[Source data]
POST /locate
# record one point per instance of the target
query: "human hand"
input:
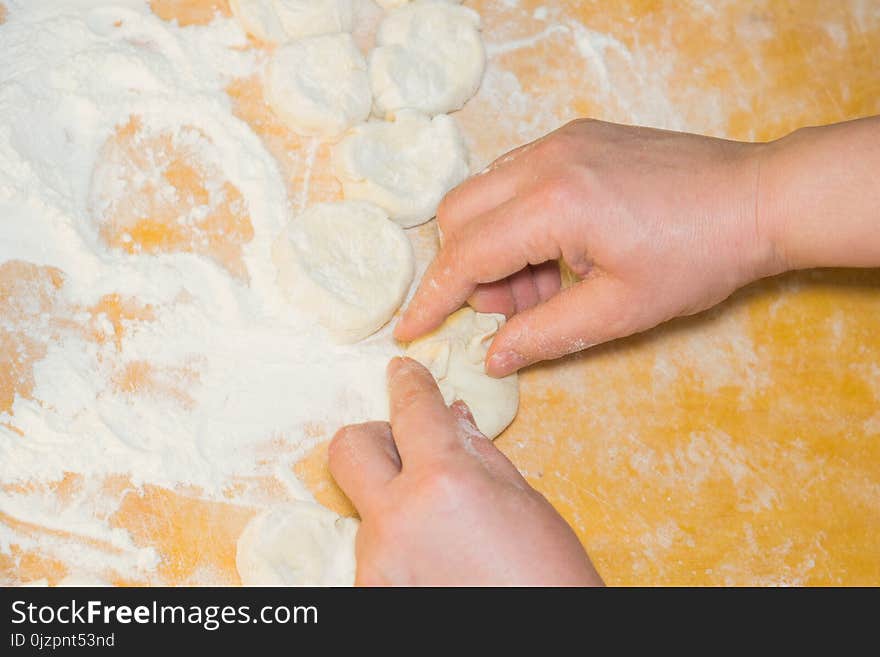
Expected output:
(440, 505)
(657, 224)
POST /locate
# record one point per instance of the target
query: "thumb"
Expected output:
(592, 311)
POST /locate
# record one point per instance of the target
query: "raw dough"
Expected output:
(430, 57)
(347, 264)
(298, 544)
(455, 354)
(394, 4)
(319, 86)
(279, 21)
(405, 166)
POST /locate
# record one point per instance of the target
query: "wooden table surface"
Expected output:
(740, 446)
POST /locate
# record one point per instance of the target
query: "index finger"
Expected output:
(490, 248)
(422, 425)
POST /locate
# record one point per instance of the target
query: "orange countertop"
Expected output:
(740, 446)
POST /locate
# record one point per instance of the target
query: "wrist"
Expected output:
(772, 206)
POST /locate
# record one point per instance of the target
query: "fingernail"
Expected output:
(394, 365)
(504, 363)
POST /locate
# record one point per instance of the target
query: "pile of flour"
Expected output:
(73, 71)
(259, 373)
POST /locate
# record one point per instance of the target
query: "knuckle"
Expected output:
(349, 438)
(558, 191)
(445, 211)
(445, 486)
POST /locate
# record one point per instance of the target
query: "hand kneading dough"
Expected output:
(430, 57)
(279, 21)
(405, 166)
(299, 544)
(347, 265)
(455, 354)
(319, 86)
(393, 4)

[What this task involves]
Once more, please print the whole listing exactly, omitting each image.

[Solution for this exercise]
POST /locate
# record one point per instance of the target
query: "human hand"
input:
Expected output:
(440, 505)
(657, 224)
POST /locate
# record one point per instance of the target
query: "thumb"
Expected output:
(592, 311)
POST /locate
# record one point per instance of the target
query: "raw dough"
Expected output:
(430, 57)
(347, 264)
(298, 544)
(455, 354)
(394, 4)
(319, 86)
(279, 21)
(405, 166)
POST /locate
# record one point per instance of the target
query: "wooden table surface"
Expected output:
(740, 446)
POST /locate
# record one point per instance of the target
query: "index finger"
Expected output:
(490, 248)
(422, 425)
POST /locate
# record one point per instance of the target
query: "orange countertop"
Expected output:
(740, 446)
POST /locate
# record one point per instance of the target
query: "wrist"
Expected output:
(772, 206)
POST /locate
# record one point per instance of the target
query: "fingernail"
Expected output:
(394, 365)
(504, 363)
POST /locate
# record one point per instance of the target
query: "pile of flour"
Expected output:
(73, 71)
(259, 373)
POST /locate
# record one point per instance of the target
query: "knuckle"
Expected output:
(349, 438)
(558, 191)
(445, 211)
(445, 486)
POST /locate
# record one point per instance of the target
query: "hand kneading dough"
Expected output:
(430, 57)
(279, 21)
(405, 166)
(299, 544)
(347, 265)
(455, 354)
(319, 86)
(393, 4)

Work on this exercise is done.